The problem
Lines from the line with "Body asks for one point per instance of the front" to the line with "Body asks for one point per instance of the gable" in the entries below, and only those, must be output exactly, with both ends included.

[[ Data shown open ]]

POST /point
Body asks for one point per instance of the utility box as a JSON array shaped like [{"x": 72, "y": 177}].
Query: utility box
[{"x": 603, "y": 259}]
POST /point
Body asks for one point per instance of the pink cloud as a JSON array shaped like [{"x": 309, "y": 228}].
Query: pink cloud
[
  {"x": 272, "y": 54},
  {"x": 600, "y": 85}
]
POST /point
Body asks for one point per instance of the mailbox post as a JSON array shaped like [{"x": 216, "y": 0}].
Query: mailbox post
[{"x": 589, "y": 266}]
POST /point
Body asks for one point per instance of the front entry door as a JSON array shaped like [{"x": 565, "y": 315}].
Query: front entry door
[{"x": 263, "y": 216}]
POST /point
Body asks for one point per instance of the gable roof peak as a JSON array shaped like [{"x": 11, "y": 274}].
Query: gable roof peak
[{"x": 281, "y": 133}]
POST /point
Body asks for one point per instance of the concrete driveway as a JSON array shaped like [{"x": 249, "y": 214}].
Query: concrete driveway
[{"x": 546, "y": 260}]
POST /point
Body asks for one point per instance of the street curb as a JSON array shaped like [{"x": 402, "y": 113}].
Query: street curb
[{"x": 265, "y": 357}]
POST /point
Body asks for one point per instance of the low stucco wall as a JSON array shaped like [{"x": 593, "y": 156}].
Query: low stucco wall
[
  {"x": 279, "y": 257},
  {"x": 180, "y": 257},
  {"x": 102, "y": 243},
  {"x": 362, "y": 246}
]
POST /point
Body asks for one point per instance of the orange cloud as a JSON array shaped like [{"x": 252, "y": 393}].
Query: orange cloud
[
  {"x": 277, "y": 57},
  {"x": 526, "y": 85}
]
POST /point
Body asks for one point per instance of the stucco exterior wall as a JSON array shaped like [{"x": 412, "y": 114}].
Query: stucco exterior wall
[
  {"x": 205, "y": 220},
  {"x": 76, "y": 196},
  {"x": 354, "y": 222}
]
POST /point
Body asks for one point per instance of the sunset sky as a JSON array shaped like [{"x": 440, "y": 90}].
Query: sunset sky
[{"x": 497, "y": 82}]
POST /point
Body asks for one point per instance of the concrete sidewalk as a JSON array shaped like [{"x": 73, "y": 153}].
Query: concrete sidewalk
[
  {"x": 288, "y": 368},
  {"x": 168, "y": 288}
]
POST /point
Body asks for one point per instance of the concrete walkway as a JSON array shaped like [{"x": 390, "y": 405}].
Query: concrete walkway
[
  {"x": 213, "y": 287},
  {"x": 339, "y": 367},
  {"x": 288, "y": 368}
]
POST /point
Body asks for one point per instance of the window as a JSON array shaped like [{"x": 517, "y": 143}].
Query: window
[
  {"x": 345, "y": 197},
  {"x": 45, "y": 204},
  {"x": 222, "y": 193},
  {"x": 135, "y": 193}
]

[[ Data shown closed ]]
[[ Data shown open ]]

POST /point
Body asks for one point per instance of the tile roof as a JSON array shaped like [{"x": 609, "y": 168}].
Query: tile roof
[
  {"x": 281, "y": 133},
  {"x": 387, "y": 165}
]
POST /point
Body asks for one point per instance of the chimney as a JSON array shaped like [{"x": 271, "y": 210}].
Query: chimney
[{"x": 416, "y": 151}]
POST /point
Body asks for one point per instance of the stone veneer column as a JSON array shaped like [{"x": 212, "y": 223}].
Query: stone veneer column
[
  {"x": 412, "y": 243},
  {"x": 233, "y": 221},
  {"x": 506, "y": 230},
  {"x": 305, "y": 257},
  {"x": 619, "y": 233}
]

[[ Data shown closed ]]

Task answer
Body asks for one point per instance of the front entry door as a JSON array shaped like [{"x": 565, "y": 315}].
Query: front entry door
[{"x": 263, "y": 216}]
POST /point
Body asks for one point per instance of the gable roof peak as a JSON array shaped like [{"x": 11, "y": 274}].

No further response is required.